[Pointing records]
☆ ☆ ☆ ☆ ☆

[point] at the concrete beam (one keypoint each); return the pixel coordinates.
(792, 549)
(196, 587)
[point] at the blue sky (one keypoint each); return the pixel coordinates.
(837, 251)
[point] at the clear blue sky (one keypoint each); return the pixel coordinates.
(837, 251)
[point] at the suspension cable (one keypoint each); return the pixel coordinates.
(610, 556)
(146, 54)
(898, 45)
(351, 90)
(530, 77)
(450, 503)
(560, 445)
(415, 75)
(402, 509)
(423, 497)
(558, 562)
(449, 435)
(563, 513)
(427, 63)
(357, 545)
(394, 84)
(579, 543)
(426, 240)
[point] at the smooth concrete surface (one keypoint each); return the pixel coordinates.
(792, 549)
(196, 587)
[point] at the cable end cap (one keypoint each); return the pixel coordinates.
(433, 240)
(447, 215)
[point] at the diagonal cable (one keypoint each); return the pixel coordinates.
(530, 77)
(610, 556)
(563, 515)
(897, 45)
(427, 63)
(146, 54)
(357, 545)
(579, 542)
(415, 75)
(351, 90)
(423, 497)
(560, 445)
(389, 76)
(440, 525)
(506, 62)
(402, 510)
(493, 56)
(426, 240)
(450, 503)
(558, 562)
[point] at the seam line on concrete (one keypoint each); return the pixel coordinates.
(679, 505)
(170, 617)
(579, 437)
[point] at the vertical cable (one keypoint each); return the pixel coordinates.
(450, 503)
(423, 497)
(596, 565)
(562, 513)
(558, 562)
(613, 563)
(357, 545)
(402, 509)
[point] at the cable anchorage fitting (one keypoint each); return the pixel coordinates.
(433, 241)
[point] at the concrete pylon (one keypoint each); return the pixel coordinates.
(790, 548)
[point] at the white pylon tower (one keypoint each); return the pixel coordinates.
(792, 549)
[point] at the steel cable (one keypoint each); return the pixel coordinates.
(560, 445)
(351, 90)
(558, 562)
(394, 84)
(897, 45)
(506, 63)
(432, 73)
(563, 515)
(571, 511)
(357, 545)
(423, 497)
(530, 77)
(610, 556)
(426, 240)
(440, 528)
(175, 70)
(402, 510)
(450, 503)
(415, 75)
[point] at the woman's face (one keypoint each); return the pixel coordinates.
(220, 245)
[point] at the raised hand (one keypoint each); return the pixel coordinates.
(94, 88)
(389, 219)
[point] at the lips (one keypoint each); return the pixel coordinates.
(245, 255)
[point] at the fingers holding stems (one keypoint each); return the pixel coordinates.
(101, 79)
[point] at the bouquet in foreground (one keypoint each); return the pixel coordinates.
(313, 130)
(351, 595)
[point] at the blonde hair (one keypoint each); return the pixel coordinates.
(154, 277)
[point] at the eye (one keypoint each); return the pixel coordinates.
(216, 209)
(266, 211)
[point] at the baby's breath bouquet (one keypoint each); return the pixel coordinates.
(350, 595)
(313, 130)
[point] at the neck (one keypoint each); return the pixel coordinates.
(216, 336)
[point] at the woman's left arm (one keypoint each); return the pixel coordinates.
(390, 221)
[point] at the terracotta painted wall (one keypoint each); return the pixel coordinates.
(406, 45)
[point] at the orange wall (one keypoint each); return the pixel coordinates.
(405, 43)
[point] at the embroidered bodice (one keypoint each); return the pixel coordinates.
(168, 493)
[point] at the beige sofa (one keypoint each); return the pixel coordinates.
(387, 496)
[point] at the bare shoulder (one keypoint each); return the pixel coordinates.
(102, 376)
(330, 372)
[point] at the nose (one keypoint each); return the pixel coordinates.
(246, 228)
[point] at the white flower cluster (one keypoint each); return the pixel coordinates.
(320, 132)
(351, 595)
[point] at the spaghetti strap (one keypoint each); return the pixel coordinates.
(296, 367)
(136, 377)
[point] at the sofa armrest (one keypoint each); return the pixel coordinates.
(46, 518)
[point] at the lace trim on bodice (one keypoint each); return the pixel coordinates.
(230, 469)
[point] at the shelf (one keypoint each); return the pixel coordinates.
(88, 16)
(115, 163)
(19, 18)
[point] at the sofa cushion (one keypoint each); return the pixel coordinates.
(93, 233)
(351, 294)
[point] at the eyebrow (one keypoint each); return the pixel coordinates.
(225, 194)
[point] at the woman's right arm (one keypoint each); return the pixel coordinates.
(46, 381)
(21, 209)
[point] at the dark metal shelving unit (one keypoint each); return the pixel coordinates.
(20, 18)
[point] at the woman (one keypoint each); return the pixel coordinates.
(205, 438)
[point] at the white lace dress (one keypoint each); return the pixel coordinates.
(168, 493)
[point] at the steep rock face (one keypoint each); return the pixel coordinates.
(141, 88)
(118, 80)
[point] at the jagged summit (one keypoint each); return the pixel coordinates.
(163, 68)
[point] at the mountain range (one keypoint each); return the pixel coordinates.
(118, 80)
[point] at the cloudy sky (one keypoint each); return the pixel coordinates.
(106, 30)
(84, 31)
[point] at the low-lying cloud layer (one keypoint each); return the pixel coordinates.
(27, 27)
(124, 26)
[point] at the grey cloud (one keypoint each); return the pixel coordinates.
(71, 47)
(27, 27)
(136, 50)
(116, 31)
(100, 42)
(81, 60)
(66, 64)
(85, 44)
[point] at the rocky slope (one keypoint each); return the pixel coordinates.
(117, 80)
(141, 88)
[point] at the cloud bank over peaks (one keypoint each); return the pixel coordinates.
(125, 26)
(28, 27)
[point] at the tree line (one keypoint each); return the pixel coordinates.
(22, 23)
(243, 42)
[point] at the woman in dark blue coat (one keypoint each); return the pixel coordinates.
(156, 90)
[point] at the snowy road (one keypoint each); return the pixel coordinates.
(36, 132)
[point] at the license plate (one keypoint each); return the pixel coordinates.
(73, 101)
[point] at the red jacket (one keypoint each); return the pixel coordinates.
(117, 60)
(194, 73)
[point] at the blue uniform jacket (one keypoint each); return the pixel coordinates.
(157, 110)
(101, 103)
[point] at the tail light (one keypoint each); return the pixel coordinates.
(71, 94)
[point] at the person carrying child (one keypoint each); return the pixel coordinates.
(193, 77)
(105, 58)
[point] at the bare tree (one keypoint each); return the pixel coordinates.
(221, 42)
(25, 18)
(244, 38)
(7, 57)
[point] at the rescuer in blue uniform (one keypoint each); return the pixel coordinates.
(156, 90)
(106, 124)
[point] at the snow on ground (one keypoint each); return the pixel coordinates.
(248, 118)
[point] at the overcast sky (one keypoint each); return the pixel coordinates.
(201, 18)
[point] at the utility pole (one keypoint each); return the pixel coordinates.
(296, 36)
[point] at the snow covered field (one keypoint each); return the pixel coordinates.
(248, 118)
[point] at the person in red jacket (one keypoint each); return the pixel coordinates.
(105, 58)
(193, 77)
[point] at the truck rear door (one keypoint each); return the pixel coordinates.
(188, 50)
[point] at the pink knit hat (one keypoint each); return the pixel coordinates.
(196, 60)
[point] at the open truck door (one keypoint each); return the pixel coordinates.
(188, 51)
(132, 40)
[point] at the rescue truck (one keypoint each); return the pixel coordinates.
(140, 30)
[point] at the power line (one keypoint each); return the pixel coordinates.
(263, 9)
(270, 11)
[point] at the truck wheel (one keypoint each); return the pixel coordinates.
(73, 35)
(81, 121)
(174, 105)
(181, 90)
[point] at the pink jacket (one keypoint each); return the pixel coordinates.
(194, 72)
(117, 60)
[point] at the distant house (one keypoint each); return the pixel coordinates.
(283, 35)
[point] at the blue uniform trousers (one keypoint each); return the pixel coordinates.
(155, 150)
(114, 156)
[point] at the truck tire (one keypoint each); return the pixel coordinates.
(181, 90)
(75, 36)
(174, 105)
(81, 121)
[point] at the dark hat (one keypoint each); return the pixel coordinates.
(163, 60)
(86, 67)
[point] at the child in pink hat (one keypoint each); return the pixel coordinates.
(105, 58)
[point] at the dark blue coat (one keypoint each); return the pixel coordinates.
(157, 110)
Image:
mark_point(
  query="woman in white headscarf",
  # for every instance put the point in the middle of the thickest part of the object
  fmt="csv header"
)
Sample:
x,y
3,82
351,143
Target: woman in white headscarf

☆ ☆ ☆ ☆ ☆

* _JOB_: Your answer should consist only of the lines from the one with "[point] at the dark hat" through the end of the data above, reproduced exactly.

* _TASK RESULT_:
[point] at the dark hat (one keypoint each); return the pixel coordinates.
(163, 60)
(86, 67)
[point] at the child in pink hat (one keypoint each); return the pixel coordinates.
(105, 58)
[point] at the dark blue coat (one keypoint each); return the pixel coordinates.
(157, 110)
Image:
mark_point(
  query="woman in white headscarf",
  # for every instance put the point in the middle of the thickest part of the object
  fmt="csv header"
)
Sample:
x,y
3,82
351,143
Target: woman in white headscarf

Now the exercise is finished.